# PROBLEM STATEMENT:
Starting from the first line and stopping after the line that contains "(1348, 527)", change "Tag every instance" to "Mark each instance" everywhere it appears and keep everything else the same. Leave the pictures out of your answer.

Excerpts from point annotation data
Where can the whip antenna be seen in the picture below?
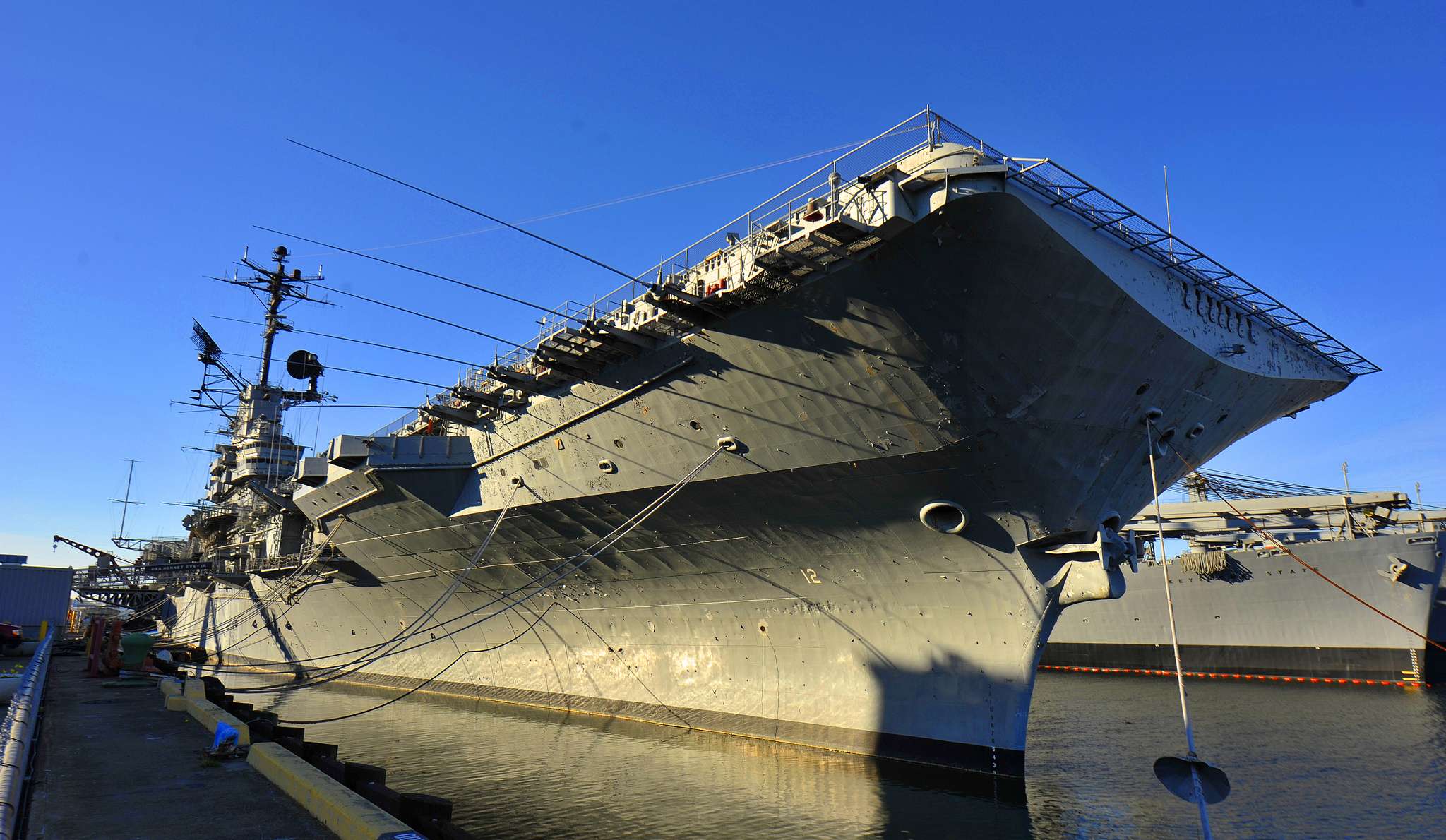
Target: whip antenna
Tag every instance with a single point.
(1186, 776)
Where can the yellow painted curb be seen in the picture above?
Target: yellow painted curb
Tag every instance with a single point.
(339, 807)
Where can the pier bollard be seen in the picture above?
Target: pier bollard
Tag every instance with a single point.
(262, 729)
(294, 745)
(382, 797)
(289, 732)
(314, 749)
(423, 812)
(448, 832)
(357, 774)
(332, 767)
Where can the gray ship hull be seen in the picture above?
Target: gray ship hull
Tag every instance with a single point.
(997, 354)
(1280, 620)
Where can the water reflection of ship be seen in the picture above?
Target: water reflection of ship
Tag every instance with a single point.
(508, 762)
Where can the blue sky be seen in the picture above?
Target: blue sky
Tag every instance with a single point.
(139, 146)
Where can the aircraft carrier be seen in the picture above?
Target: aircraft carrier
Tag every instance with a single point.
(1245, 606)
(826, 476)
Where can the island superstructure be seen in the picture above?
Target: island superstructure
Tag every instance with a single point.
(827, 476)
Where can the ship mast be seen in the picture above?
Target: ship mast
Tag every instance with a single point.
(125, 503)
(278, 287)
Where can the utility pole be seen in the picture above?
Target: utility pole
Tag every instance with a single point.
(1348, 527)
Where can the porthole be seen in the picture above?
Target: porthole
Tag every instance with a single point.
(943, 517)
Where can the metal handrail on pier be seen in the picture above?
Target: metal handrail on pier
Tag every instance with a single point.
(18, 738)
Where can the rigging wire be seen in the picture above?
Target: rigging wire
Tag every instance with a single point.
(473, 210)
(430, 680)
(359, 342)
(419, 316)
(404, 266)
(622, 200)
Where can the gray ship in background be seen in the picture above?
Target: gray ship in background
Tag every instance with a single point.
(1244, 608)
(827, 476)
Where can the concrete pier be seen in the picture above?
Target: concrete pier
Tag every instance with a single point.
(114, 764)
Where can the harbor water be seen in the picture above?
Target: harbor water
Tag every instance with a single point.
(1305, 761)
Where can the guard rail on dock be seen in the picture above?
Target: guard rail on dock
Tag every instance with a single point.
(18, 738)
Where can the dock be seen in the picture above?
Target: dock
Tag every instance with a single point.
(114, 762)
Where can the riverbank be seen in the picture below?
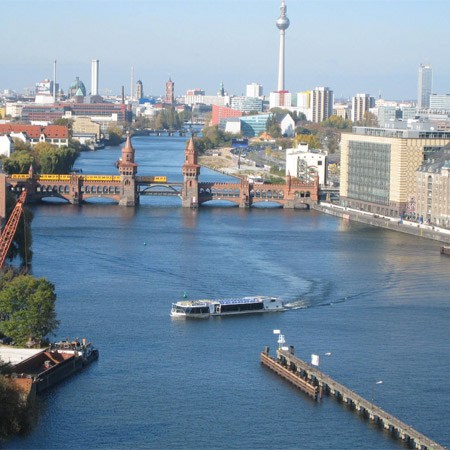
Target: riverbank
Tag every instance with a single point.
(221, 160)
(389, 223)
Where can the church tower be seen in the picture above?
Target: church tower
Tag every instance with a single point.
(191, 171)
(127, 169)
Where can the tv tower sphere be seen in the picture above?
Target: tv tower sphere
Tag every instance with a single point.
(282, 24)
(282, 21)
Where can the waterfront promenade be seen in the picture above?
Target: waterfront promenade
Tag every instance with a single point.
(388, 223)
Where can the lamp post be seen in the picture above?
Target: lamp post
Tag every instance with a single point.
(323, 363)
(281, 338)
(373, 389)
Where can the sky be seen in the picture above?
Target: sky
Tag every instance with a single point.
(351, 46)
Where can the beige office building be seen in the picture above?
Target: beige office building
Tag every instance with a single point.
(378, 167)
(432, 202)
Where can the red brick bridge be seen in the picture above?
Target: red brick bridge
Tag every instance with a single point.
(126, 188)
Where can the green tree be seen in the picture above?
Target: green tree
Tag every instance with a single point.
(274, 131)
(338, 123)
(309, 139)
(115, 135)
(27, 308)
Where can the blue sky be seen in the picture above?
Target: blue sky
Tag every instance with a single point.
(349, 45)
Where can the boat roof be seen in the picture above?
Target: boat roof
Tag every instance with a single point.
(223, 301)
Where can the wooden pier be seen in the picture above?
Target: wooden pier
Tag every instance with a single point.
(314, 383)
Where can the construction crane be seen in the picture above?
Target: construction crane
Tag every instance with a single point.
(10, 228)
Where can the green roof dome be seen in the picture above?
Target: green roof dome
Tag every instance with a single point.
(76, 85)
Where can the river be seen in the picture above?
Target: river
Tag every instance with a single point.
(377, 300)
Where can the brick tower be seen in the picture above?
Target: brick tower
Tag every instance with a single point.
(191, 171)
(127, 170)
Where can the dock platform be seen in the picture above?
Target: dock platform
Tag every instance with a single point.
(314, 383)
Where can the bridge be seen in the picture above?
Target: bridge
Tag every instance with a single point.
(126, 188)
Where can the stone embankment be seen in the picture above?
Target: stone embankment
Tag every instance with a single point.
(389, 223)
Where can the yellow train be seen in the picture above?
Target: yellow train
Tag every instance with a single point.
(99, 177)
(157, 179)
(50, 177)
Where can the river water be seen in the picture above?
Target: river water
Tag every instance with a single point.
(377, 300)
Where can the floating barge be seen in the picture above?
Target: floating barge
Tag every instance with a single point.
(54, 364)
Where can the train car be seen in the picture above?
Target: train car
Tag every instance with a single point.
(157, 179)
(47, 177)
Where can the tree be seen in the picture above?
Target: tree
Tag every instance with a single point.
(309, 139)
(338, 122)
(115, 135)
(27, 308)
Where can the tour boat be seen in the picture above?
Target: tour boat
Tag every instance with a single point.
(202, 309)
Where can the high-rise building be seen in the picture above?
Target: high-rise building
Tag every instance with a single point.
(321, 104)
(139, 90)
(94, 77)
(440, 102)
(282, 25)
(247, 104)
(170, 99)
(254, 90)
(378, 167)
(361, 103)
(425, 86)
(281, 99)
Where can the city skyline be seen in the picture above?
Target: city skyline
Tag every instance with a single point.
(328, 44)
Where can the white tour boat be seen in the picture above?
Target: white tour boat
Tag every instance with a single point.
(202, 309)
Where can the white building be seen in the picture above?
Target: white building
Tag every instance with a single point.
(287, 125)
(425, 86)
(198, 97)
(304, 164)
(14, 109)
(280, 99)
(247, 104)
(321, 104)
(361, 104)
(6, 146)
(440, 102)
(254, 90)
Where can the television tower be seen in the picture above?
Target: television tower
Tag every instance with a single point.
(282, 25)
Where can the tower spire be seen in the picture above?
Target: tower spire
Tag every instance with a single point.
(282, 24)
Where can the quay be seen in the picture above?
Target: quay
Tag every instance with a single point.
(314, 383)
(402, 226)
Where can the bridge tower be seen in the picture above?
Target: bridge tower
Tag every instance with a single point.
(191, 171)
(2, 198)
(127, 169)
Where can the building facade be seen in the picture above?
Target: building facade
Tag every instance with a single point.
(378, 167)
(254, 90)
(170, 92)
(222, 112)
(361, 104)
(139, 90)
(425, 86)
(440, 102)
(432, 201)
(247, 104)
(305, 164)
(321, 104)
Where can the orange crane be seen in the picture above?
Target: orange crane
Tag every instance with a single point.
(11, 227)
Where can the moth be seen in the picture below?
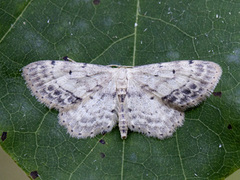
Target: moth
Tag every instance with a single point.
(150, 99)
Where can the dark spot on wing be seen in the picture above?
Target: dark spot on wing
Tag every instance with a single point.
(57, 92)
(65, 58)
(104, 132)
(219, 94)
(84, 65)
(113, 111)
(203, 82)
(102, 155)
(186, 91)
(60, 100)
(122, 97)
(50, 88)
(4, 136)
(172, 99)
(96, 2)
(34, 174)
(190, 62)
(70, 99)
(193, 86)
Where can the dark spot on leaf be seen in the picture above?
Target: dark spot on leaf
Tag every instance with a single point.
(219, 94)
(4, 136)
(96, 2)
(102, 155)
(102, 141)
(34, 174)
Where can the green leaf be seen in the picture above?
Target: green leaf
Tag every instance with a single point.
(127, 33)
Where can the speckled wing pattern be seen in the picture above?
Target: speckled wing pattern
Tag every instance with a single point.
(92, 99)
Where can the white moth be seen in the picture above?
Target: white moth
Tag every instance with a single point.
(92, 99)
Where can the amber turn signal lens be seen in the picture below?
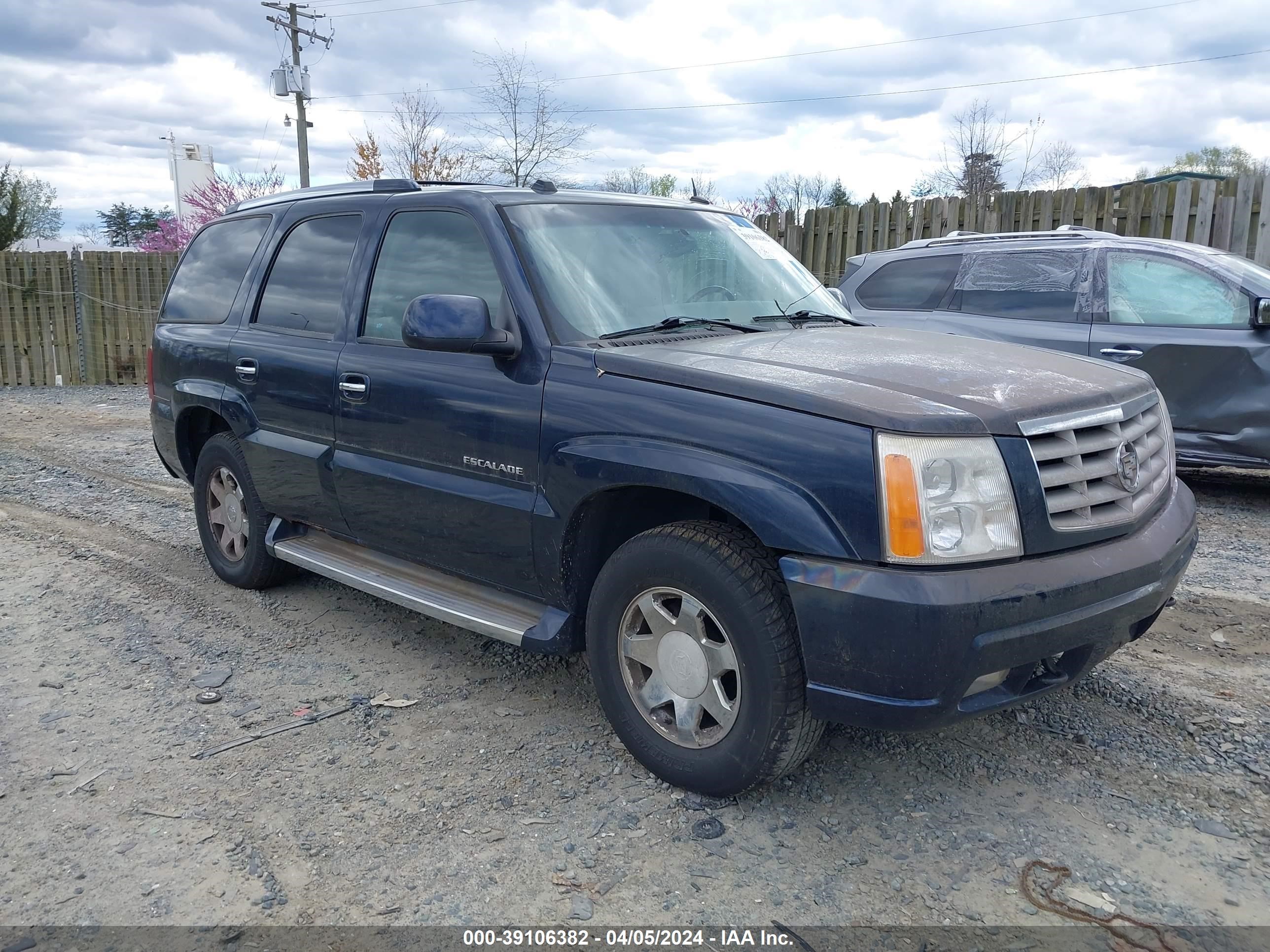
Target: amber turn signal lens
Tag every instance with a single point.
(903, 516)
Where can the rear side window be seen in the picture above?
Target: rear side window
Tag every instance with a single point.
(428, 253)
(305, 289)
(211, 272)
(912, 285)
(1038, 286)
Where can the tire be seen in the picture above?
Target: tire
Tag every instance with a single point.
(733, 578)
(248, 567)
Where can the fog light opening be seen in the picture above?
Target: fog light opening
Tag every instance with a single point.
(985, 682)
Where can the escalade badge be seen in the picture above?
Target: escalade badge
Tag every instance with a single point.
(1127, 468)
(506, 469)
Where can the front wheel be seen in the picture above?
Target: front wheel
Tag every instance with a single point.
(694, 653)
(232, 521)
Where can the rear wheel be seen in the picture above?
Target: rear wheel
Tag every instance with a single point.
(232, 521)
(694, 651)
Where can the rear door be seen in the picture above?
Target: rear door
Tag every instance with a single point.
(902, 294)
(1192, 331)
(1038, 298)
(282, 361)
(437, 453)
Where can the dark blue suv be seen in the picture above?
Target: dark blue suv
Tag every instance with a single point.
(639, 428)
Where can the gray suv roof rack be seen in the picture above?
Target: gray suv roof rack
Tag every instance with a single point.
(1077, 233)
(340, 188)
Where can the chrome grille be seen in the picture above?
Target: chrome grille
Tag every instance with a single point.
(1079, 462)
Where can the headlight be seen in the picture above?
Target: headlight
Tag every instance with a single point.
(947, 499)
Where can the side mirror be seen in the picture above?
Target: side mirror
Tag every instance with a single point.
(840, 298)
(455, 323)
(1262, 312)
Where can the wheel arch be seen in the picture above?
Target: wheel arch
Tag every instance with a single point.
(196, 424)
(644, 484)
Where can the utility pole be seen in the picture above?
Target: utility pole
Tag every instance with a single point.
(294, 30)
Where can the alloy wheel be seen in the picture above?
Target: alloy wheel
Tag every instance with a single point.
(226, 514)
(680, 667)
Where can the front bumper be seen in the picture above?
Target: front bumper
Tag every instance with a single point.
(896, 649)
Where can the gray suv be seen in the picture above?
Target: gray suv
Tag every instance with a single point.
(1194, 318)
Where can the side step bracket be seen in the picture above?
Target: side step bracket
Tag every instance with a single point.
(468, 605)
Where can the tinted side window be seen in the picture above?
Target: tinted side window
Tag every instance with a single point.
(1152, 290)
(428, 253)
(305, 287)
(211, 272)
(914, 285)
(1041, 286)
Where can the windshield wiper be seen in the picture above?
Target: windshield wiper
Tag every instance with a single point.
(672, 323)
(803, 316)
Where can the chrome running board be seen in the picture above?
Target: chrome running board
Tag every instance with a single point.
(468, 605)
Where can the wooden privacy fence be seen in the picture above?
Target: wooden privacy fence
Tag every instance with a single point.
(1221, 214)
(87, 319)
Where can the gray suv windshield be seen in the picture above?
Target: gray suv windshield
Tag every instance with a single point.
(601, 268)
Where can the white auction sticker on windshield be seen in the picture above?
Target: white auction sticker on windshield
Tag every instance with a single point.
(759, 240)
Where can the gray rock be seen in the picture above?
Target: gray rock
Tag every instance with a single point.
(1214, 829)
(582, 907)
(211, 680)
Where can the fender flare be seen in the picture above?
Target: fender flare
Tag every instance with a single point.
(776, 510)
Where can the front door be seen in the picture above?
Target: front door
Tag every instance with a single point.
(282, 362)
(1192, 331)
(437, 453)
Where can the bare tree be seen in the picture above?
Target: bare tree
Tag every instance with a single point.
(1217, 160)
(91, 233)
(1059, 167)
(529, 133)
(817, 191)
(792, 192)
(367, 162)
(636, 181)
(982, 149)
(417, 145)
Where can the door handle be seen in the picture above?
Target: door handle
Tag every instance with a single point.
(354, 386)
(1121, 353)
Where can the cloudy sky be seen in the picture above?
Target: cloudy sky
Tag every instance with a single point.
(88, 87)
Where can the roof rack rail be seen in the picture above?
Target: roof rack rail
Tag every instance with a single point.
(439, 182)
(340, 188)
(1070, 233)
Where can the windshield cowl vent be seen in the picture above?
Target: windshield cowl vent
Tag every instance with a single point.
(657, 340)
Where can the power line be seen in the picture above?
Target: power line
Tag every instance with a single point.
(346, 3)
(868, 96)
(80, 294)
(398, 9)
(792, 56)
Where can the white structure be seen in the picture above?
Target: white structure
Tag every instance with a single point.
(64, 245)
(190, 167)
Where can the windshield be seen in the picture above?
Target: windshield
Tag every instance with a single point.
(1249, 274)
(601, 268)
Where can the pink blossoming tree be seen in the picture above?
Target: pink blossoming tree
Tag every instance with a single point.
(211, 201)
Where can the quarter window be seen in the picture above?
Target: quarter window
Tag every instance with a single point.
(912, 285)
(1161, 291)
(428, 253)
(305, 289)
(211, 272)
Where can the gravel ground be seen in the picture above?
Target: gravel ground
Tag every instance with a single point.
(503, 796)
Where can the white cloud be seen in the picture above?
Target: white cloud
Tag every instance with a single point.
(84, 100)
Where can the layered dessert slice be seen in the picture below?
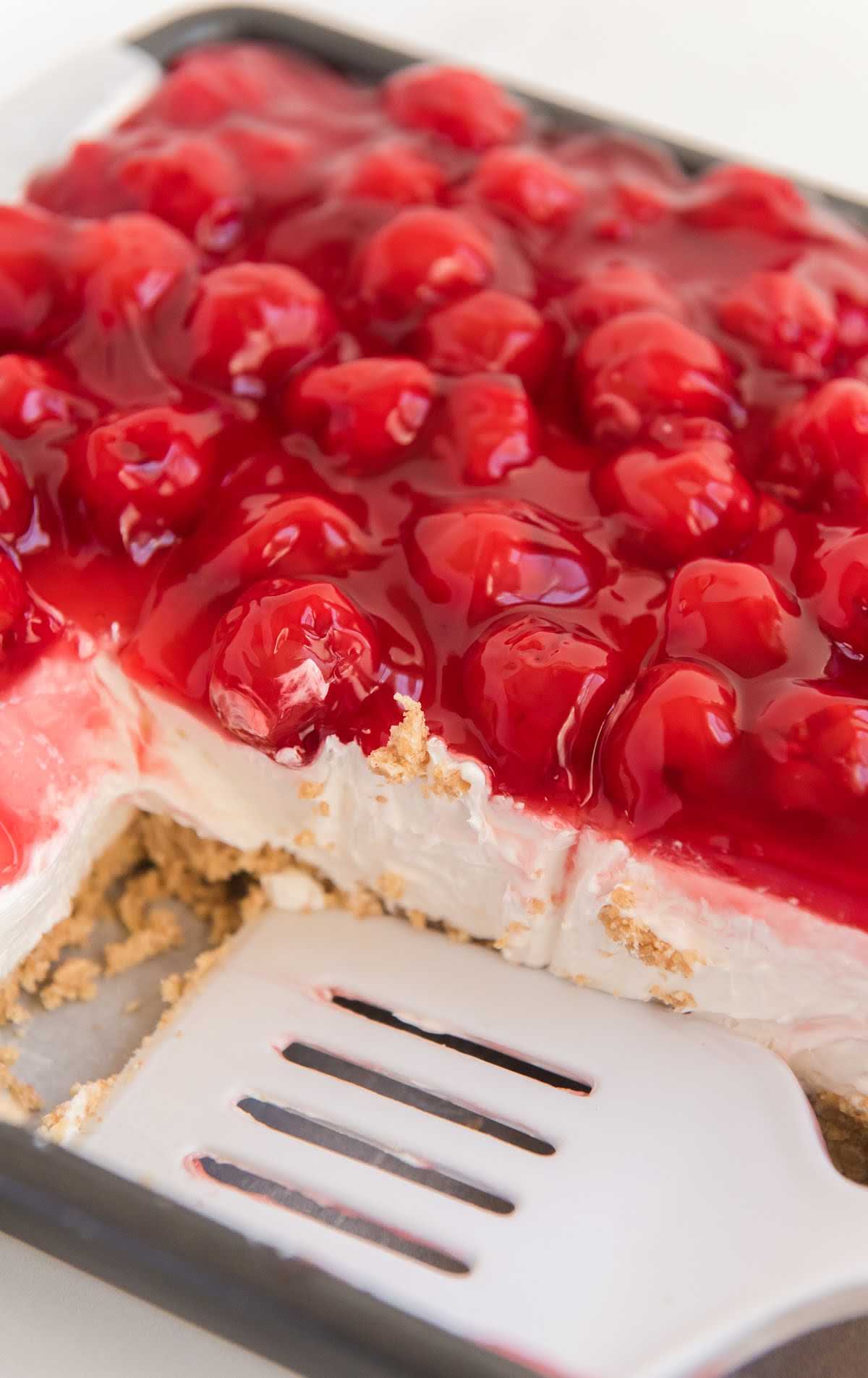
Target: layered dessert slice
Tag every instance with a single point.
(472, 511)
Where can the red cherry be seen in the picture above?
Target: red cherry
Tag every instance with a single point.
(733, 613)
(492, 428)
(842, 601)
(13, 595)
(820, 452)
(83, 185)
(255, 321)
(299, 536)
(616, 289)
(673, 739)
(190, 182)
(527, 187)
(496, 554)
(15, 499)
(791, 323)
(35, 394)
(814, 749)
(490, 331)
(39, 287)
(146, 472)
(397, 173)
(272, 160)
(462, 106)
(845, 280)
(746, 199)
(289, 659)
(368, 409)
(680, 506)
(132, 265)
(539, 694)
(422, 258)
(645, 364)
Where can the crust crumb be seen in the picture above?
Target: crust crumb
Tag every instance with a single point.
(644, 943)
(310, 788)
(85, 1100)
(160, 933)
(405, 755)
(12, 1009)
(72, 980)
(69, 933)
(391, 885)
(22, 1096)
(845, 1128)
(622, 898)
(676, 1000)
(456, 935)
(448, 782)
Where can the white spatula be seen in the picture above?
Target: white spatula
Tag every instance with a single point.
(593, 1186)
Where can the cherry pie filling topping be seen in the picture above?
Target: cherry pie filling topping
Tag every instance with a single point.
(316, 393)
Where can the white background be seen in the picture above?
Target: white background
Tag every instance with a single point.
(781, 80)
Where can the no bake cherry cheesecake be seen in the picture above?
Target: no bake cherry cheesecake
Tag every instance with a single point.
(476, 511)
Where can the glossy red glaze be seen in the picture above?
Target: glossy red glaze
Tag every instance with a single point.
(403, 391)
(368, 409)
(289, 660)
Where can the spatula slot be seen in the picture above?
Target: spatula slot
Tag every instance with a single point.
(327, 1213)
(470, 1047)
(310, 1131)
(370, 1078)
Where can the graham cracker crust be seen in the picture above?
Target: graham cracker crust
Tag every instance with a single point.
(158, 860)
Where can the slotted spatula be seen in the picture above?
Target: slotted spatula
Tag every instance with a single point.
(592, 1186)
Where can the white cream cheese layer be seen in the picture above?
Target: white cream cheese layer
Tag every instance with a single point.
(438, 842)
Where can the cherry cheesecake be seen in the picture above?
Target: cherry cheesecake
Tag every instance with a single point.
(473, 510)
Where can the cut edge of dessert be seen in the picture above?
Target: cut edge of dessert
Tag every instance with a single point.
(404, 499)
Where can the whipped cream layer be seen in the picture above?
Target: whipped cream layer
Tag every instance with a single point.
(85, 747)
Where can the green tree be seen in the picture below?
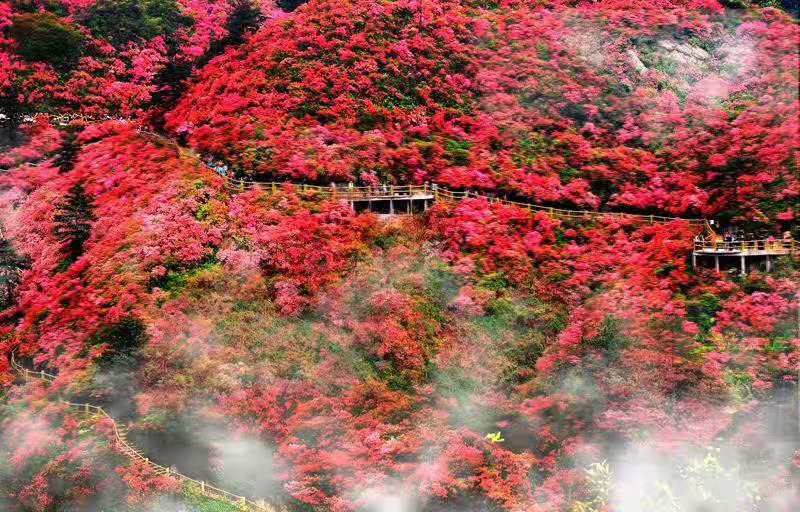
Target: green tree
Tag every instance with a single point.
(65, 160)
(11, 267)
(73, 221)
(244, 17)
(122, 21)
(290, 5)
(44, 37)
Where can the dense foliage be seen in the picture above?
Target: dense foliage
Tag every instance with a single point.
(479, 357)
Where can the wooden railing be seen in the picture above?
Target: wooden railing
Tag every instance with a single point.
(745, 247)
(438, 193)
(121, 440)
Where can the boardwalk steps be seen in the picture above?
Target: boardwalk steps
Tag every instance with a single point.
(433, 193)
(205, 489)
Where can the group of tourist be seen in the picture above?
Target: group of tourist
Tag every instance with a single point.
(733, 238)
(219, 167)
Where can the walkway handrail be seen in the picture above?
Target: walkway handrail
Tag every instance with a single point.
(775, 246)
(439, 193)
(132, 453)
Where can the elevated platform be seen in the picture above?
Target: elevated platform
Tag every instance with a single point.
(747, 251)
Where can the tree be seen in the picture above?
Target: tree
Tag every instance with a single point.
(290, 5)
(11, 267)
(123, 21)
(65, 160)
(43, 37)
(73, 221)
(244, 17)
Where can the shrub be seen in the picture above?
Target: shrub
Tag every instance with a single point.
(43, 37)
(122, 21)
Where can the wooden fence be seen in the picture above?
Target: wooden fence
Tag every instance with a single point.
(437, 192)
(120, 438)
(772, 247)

# ANSWER FOR THE TASK:
Where can the whip antenna be seen in the picture below?
Target: whip antenna
Mark each instance with a single point.
(1186, 776)
Where can the yellow painted curb be seen in the picture above?
Target: yellow painted curb
Mark each instance with a single point.
(339, 807)
Where can the pier bollard be seen in the picture above?
Target: pier bollard
Mark each instance with a single point.
(262, 729)
(294, 745)
(382, 797)
(289, 732)
(314, 749)
(423, 812)
(448, 832)
(357, 774)
(332, 767)
Where can the gray ship hull be seen in the picture above?
Target: gray ship hull
Mark each instance with a single point.
(997, 354)
(1280, 620)
Where can the water reflection of ship be seen in the picture above?
Target: water reflection of ship
Mark each instance with a single point.
(508, 762)
Where can the blue sky be seen in the picture above?
Target: blue sky
Mark each instance with a single point.
(139, 146)
Where can the aircraft carrier be seen in the picture above?
Target: aircraft carrier
Mark each instance with a single point.
(1245, 606)
(826, 476)
Where can the island superstructure be seen in the picture above?
Target: island superstructure
Mark each instance with a single point.
(827, 476)
Where can the ship mast be seen in the picture above?
Target: ship mast
Mark each instance with a single point.
(125, 503)
(278, 287)
Where can the utility pole be seen in the picture above?
Target: utility pole
Mark each instance with a single point.
(1348, 527)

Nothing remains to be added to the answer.